GIVEN REQUEST.
Locate every line in the items below that contains the word "blue" and copy each of those lines. Case counts.

##### ENTRIES #####

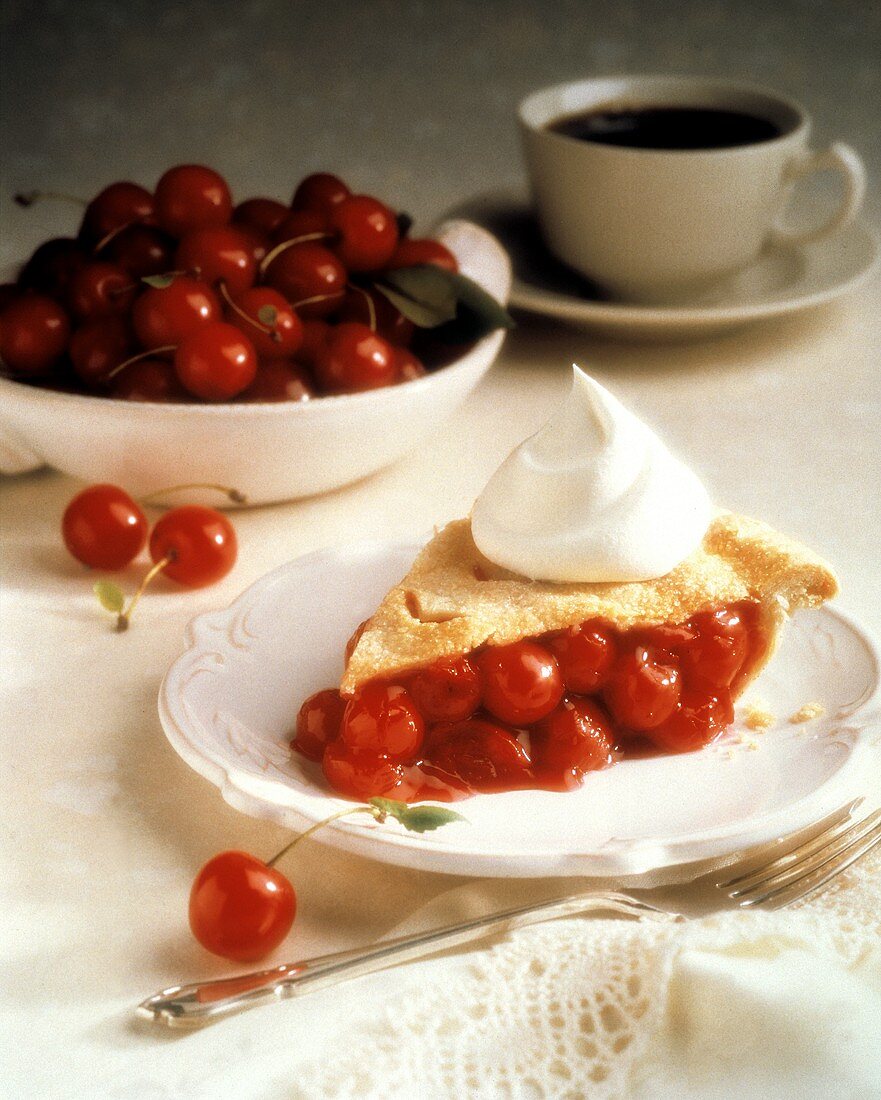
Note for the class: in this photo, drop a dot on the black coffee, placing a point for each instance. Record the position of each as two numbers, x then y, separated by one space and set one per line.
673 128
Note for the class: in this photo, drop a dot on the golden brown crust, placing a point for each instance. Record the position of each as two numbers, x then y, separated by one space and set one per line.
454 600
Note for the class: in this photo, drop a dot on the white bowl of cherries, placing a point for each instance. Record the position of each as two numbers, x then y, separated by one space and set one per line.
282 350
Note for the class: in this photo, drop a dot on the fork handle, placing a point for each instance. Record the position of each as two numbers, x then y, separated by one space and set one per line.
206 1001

#####
##### ENTRIES #####

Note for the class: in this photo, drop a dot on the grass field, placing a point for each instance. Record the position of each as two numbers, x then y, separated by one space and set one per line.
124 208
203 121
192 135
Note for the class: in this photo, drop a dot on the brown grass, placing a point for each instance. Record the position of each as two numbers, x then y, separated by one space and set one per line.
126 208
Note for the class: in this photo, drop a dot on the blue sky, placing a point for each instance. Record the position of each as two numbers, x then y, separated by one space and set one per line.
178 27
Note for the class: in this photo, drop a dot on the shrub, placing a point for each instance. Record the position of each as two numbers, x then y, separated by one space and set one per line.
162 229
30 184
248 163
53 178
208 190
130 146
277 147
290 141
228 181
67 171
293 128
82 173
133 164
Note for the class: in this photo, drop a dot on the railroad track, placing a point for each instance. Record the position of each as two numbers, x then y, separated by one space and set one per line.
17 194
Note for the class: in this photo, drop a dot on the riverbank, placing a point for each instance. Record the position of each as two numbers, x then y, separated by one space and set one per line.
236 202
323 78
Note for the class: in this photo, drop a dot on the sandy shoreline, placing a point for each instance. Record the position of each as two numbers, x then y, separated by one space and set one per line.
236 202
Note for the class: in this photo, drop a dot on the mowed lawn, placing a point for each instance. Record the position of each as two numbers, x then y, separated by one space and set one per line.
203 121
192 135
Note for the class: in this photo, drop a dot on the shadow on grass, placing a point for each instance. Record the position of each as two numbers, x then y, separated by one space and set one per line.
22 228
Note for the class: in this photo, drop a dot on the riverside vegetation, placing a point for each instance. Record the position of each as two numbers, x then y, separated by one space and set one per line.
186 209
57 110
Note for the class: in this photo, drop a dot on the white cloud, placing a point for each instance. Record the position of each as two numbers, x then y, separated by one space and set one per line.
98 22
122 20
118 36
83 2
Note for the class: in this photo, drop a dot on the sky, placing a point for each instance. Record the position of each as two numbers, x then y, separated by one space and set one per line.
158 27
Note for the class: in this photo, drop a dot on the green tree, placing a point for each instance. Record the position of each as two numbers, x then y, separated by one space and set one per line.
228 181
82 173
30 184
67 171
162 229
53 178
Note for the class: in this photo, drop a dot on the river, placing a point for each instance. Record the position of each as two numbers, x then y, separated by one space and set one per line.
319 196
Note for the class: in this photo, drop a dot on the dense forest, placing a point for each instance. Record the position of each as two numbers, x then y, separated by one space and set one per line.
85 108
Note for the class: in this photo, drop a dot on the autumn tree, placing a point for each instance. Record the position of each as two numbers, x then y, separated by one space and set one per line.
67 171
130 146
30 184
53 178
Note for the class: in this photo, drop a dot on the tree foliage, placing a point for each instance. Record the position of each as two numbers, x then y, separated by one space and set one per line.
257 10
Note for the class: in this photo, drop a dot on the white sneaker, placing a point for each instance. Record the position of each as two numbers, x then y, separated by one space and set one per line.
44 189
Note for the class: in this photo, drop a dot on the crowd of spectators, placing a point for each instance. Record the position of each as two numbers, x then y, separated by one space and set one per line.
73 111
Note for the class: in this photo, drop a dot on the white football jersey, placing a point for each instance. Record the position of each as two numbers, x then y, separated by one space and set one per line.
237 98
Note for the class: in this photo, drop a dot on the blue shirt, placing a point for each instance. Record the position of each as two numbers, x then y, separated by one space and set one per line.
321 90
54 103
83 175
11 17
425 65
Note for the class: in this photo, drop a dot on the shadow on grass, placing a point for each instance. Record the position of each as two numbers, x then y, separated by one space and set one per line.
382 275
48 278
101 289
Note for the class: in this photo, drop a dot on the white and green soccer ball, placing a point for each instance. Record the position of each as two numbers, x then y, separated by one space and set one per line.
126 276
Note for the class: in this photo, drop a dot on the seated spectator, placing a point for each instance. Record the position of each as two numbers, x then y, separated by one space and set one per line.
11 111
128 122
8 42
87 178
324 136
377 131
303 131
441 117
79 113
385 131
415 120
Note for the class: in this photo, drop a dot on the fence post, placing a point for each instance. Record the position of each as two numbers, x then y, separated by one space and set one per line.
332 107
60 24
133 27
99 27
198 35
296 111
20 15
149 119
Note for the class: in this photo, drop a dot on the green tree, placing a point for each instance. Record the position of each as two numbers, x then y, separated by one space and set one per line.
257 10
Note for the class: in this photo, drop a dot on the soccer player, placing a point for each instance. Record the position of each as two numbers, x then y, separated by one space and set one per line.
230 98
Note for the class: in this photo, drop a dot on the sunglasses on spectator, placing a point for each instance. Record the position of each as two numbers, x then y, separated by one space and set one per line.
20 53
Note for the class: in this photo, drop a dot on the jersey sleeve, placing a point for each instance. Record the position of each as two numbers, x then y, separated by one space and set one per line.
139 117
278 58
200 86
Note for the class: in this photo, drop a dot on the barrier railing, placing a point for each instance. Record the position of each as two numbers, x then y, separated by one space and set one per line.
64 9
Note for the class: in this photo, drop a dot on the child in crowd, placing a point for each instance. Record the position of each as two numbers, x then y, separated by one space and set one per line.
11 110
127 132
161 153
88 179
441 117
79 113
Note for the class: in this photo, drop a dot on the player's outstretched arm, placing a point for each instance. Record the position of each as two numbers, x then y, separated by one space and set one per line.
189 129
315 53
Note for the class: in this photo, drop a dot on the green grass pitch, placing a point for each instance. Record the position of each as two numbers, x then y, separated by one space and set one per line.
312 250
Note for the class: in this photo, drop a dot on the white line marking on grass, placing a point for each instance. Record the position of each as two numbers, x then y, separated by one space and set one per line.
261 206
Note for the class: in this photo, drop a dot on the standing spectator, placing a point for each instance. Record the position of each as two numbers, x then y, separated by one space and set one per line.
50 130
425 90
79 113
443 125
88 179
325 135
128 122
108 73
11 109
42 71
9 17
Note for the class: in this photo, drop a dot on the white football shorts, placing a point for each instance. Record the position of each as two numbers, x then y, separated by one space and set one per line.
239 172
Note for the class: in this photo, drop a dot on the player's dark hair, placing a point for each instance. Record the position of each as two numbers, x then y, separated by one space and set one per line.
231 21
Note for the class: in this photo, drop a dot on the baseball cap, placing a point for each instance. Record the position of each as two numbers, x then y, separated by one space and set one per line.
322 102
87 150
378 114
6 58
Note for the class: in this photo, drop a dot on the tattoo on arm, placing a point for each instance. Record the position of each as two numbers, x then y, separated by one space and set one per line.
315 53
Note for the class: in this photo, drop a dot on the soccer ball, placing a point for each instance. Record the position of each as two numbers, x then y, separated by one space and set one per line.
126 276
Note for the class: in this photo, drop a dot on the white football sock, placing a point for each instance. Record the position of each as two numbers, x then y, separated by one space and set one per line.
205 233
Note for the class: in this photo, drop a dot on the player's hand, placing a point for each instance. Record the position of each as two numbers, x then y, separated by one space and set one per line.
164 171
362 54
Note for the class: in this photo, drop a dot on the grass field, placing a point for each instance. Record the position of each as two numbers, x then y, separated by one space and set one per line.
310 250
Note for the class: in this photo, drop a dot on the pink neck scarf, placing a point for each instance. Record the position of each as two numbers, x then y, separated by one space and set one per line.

#####

OUTPUT FOR THIS EXERCISE.
Note for the class: in this photo, drop a dot on the blue sky, placing a point for each instance. Record the position of each as two numbers, x then y, separated by one space and set one per line.
Note for the class: in this photo, drop a dot on the blue shirt, placing a point for each instance. Record the position of each as two numbers, x then y, separated by one space and set one per line.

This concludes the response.